[Extracted records]:
Begin
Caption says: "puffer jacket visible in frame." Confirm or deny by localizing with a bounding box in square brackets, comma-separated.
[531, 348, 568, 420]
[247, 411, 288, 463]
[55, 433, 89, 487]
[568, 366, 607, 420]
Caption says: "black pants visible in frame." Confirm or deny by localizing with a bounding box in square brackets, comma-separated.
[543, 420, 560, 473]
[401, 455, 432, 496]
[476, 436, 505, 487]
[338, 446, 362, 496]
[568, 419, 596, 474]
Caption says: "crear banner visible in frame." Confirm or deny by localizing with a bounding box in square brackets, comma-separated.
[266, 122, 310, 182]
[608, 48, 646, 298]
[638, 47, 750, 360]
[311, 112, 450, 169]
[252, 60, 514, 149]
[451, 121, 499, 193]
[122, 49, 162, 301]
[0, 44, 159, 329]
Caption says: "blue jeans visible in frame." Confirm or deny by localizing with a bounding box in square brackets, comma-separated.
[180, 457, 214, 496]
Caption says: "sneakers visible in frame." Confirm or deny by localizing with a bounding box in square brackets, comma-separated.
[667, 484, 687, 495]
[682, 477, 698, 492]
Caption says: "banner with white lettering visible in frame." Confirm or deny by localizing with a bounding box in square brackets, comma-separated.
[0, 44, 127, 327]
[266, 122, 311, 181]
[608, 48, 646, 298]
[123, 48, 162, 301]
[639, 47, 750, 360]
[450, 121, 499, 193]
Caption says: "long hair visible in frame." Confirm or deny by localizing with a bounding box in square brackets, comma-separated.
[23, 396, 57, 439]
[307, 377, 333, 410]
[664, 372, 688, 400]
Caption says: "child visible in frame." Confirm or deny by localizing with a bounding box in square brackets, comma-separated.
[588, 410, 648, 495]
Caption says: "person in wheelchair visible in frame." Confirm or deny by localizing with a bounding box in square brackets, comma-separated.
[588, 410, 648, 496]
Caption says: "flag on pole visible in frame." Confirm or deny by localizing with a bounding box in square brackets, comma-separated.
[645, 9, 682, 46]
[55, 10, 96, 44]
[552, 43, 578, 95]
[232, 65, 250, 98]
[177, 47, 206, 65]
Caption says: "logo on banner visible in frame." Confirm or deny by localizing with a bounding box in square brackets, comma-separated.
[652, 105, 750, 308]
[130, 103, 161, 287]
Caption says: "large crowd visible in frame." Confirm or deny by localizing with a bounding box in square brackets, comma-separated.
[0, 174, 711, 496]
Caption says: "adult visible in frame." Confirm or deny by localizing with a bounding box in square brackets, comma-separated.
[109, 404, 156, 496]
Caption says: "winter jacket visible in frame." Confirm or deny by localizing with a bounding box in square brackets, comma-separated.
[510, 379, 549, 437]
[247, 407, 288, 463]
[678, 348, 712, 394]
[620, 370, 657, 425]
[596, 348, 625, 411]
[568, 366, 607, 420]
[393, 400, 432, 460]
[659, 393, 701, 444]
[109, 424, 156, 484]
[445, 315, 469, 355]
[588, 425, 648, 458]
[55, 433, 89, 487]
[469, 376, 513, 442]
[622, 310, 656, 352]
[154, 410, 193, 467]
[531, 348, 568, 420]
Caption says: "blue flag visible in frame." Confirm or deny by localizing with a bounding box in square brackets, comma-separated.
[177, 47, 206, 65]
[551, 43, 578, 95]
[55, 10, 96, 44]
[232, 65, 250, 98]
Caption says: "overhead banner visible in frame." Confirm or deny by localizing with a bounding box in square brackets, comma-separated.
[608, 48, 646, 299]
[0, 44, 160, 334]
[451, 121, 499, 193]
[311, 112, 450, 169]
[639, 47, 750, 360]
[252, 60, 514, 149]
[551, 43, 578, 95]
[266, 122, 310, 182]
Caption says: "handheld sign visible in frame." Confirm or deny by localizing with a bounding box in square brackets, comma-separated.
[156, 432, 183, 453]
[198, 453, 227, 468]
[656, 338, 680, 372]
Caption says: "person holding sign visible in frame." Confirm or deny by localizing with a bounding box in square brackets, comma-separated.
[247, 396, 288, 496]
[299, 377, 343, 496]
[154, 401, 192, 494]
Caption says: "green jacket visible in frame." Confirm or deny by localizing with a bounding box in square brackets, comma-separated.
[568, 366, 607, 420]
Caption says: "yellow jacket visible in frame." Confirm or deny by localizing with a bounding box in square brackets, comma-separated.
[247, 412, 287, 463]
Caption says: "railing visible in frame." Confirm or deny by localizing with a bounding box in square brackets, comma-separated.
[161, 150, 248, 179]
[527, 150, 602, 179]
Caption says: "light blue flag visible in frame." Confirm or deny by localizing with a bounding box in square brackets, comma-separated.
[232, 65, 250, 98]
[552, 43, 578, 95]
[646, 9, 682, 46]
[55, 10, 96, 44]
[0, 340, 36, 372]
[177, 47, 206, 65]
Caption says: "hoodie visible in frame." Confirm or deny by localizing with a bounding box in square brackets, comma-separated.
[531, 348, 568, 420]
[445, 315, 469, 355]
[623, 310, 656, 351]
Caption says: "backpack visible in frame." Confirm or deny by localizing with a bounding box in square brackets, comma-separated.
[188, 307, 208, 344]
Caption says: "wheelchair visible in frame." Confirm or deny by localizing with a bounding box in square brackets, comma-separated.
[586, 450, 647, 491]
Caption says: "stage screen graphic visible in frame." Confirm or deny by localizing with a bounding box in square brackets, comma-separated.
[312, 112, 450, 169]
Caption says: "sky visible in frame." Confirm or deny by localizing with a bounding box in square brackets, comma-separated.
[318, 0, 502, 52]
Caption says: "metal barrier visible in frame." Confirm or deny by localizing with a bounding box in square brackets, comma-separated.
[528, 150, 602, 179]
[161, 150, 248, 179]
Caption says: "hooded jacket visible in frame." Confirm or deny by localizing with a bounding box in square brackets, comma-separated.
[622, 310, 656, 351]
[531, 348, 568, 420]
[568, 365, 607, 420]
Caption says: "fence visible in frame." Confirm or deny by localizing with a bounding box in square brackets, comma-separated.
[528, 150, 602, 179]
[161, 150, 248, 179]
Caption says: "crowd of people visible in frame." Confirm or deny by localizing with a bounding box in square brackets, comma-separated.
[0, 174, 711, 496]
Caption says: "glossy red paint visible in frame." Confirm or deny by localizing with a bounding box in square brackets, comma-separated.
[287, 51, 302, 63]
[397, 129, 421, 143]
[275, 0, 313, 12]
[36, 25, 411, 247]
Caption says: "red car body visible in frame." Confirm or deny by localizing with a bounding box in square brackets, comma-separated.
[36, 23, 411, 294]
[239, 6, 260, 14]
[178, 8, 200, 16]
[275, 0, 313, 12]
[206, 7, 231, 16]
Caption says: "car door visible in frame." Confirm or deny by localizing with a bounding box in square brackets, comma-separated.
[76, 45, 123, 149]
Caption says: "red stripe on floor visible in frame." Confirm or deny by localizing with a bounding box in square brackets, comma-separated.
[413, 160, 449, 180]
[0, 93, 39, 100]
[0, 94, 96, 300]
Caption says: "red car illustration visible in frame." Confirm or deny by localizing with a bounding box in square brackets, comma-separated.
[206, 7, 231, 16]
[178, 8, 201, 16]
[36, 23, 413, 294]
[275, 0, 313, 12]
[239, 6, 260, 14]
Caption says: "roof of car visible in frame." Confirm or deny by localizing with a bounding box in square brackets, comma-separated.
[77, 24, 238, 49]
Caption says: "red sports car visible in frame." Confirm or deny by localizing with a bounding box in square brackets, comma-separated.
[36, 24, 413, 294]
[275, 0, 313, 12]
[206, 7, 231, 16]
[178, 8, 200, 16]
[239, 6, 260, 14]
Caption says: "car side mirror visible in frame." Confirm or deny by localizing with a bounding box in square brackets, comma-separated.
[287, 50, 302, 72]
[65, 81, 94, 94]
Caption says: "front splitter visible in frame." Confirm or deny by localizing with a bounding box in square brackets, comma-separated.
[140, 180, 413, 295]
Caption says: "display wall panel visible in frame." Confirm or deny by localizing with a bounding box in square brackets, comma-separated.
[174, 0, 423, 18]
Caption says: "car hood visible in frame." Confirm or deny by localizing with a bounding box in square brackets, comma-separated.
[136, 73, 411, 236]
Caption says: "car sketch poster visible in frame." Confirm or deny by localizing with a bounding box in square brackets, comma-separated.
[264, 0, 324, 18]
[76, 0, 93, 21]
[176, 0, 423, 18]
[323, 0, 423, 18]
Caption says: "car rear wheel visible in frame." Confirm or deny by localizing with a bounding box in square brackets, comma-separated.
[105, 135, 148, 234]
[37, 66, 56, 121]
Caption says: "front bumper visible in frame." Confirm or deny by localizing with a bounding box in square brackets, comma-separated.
End
[Your goal]:
Please render everything in the records from the line containing "on banner visible" down to the line containing "[130, 103, 161, 287]" as a Markdown table, leaving out blank lines. Use an "Index" column for the row number and a "Text" column for the line.

[Complete response]:
| Index | Text |
|---|---|
| 1 | Caption says: "logo on banner visible in frame." Confirm or deny by localizing with a bounding box in square brackets, comma-separated. |
| 2 | [652, 105, 750, 308] |
| 3 | [130, 103, 161, 287] |